Supplied text
=== Section Start ===
From f4e24a6361bf6ffc74efb041e20d05e8570e93f9 Mon Sep 17 00:00:00 2001
From: James Sun <jamessun@meta.com>
Date: Sat, 23 Aug 2025 14:53:07 -0700
Subject: [PATCH] flush log upon ipython notebook cell exit (#816)

Summary:
Pull Request resolved: https://github.com/meta-pytorch/monarch/pull/816

In ipython notebook, a cell can end fast. Yet the process can still run in the background.
However, the background process will not flush logs to the existing cell anymore.
The patch registers the flush function upon a cell exiting.

Reviewed By: ahmadsharif1

Differential Revision: D79982702
---
 python/monarch/_src/actor/logging.py     |  94 ++++++++++++++
 python/monarch/_src/actor/proc_mesh.py   |  23 ++--
 python/tests/python_actor_test_binary.py |   2 +-
 python/tests/test_python_actors.py       | 156 ++++++++++++++++++++++-
 4 files changed, 255 insertions(+), 20 deletions(-)
 create mode 100644 python/monarch/_src/actor/logging.py

diff --git a/python/monarch/_src/actor/logging.py b/python/monarch/_src/actor/logging.py
new file mode 100644
index 000000000..f56003bb5
--- /dev/null
+++ b/python/monarch/_src/actor/logging.py
@@ -0,0 +1,94 @@
+# Copyright (c) Meta Platforms, Inc. and affiliates.
+# All rights reserved.
+#
+# This source code is licensed under the BSD-style license found in the
+# LICENSE file in the root directory of this source tree.
+
+# pyre-strict
+
+import gc
+import logging
+
+from typing import Callable
+
+from monarch._rust_bindings.monarch_extension.logging import LoggingMeshClient
+
+from monarch._rust_bindings.monarch_hyperactor.proc_mesh import ProcMesh as HyProcMesh
+from monarch._src.actor.future import Future
+
+IN_IPYTHON = False
+try:
+    # Check if we are in ipython environment
+    # pyre-ignore[21]
+    from IPython import get_ipython
+
+    # pyre-ignore[21]
+    from IPython.core.interactiveshell import ExecutionResult
+
+    IN_IPYTHON = get_ipython() is not None
+except ImportError:
+    pass
+
+
+class LoggingManager:
+    def __init__(self) -> None:
+        self._logging_mesh_client: LoggingMeshClient | None = None
+        self._ipython_flush_logs_handler: Callable[..., None] | None = None
+
+    async def init(self, proc_mesh: HyProcMesh) -> None:
+        if self._logging_mesh_client is not None:
+            return
+
+        self._logging_mesh_client = await LoggingMeshClient.spawn(proc_mesh=proc_mesh)
=== Section End ===
[Segmentation mask data]
=== Section Start ===
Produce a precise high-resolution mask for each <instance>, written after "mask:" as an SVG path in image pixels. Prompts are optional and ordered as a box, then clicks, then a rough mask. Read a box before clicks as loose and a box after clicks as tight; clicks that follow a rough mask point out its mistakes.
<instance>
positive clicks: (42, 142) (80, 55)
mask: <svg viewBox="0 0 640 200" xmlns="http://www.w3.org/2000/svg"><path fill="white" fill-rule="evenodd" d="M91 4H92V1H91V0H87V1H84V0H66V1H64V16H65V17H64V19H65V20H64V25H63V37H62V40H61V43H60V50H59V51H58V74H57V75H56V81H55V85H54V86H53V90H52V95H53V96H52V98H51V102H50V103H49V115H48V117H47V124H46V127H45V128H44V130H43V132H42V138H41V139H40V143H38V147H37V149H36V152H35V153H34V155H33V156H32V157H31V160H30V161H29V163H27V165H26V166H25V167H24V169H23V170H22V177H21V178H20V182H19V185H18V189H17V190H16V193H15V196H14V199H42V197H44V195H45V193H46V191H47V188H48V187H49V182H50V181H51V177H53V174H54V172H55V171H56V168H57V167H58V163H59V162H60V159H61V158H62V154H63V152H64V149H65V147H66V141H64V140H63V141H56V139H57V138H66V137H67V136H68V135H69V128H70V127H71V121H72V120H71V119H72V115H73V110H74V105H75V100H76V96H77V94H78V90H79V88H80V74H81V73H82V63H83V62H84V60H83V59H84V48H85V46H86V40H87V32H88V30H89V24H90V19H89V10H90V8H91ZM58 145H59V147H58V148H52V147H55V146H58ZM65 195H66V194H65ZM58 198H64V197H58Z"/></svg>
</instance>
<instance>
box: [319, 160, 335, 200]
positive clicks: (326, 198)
=== Section End ===
What you need to do
Write the next part of the IPython log-flushing patch, picking up right after its final line. The lines of segmentation mask data have nothing to do with this.

Answer below
+        self._logging_mesh_client.set_mode(
+            stream_to_client=True,
+            aggregate_window_sec=3,
+            level=logging.INFO,
+        )
+
+        if IN_IPYTHON:
+            # For ipython environment, a cell can end fast with threads running in background.
+            # Flush all the ongoing logs proactively to avoid missing logs.
+            assert self._logging_mesh_client is not None
+            logging_client: LoggingMeshClient = self._logging_mesh_client
+            ipython = get_ipython()
+
+            # pyre-ignore[11]
+            def flush_logs(_: ExecutionResult) -> None:
+                try:
+                    Future(coro=logging_client.flush().spawn().task()).get(3)
+                except TimeoutError:
+                    # We need to prevent failed proc meshes not coming back
+                    pass
+
+            # Force to recycle previous undropped proc_mesh.
+            # Otherwise, we may end up with unregisterd dead callbacks.
+            gc.collect()
+
+            # Store the handler reference so we can unregister it later
+            self._ipython_flush_logs_handler = flush_logs
+            ipython.events.register("post_run_cell", flush_logs)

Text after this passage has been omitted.